▶ **Goal**
Copy out the lines below, verbatim, from the line with "If you could place a marker on the metal" up to and including the line with "point(32, 242)".

[Material for this task start]

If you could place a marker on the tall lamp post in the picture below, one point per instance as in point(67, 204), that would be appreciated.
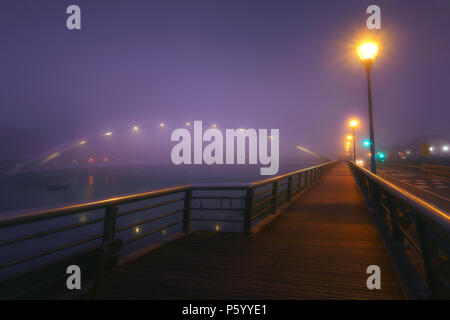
point(367, 53)
point(353, 124)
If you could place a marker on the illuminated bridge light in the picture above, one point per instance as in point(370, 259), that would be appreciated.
point(368, 51)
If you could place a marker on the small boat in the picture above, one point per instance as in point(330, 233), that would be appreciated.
point(57, 186)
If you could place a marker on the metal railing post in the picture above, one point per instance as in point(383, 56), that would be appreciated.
point(274, 197)
point(309, 178)
point(187, 210)
point(428, 255)
point(109, 225)
point(248, 211)
point(299, 182)
point(396, 231)
point(289, 189)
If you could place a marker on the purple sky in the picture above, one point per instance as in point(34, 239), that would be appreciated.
point(261, 64)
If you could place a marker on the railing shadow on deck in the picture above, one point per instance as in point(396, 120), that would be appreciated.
point(416, 235)
point(32, 242)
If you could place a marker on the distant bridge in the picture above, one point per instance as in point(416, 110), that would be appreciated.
point(308, 234)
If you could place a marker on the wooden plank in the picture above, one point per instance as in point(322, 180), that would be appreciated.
point(319, 248)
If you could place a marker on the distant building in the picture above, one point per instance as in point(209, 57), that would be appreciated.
point(438, 148)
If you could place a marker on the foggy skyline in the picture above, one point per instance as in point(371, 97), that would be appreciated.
point(259, 64)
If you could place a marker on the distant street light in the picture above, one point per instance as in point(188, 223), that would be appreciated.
point(353, 124)
point(367, 53)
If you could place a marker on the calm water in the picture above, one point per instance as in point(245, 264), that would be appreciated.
point(28, 191)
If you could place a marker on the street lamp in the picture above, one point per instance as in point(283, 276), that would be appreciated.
point(353, 124)
point(367, 53)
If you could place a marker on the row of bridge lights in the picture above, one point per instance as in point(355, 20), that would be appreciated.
point(161, 125)
point(444, 148)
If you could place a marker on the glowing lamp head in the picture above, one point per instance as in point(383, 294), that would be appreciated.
point(367, 51)
point(353, 123)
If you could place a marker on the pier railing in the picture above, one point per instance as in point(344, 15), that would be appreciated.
point(38, 238)
point(418, 234)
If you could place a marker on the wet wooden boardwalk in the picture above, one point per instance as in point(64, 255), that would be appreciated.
point(318, 248)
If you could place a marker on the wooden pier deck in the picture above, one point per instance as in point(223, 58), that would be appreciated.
point(318, 248)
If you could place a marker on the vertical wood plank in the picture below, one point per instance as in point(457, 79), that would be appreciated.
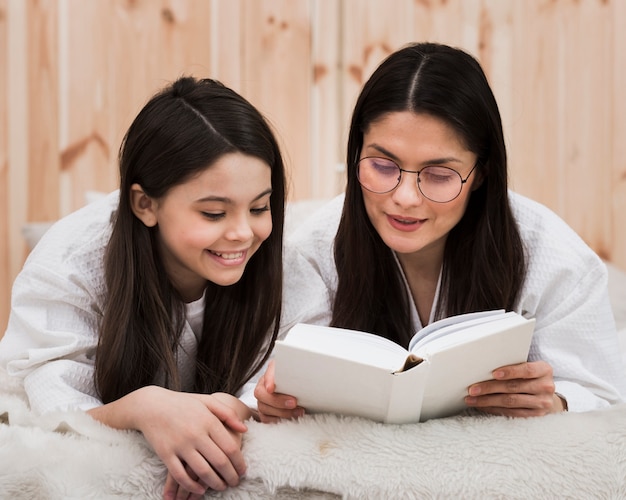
point(277, 78)
point(617, 176)
point(87, 142)
point(586, 119)
point(535, 146)
point(43, 112)
point(371, 30)
point(226, 44)
point(17, 137)
point(5, 275)
point(329, 132)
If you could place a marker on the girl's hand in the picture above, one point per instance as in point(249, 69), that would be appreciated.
point(173, 490)
point(197, 436)
point(274, 406)
point(522, 390)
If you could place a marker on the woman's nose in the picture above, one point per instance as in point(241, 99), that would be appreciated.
point(407, 193)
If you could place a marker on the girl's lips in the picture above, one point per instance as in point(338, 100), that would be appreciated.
point(406, 224)
point(229, 258)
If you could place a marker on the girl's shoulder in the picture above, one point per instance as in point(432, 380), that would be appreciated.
point(79, 238)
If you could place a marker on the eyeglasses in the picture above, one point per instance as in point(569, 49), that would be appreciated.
point(438, 184)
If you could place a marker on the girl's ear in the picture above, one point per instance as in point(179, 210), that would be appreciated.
point(143, 206)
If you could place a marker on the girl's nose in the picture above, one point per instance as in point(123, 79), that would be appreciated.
point(240, 229)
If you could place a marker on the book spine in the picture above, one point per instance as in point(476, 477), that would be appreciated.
point(407, 392)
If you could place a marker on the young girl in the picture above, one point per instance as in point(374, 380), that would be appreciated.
point(428, 229)
point(171, 284)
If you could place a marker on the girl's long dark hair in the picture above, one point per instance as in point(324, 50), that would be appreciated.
point(484, 261)
point(181, 131)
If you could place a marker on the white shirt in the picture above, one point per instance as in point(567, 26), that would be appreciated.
point(565, 291)
point(57, 306)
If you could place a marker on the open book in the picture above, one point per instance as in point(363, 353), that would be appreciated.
point(336, 370)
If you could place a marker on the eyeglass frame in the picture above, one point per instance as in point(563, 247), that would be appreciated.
point(417, 181)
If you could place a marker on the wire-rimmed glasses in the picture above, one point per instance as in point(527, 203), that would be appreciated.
point(436, 183)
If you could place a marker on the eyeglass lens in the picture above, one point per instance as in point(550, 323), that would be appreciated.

[Material for this task end]

▶ **Written response**
If you could place a marker on the metal railing post in the picture above, one point per instance as in point(383, 56), that would be appreciated.
point(274, 197)
point(309, 178)
point(187, 210)
point(428, 255)
point(109, 225)
point(248, 211)
point(299, 182)
point(396, 231)
point(289, 189)
If you could place a marker on the purple sky in the picture above, one point per instance as in point(34, 239), that would be appreciated.
point(261, 64)
If you could place a marker on the railing shadow on deck in the picture above, one point per instance as in point(396, 120), that would be appreciated.
point(416, 235)
point(32, 242)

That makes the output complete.